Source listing
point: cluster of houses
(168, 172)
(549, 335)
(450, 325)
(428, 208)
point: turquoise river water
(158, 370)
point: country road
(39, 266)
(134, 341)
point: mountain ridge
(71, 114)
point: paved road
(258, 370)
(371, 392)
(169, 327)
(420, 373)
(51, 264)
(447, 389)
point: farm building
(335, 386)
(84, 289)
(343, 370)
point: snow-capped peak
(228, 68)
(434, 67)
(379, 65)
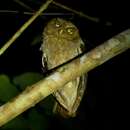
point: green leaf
(7, 90)
(27, 79)
(37, 121)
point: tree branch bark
(37, 92)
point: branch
(21, 30)
(32, 13)
(37, 92)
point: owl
(61, 43)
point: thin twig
(32, 13)
(68, 72)
(21, 30)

__STATED GOAL__. Reproduce the portion of the listing that opens with the line containing "point: tree branch bark" and closes with the final line of the listing, both ends included.

__REPLY__.
point: tree branch bark
(37, 92)
point: branch
(21, 30)
(32, 13)
(37, 92)
point: owl
(61, 43)
point: thin twig
(32, 13)
(68, 72)
(21, 30)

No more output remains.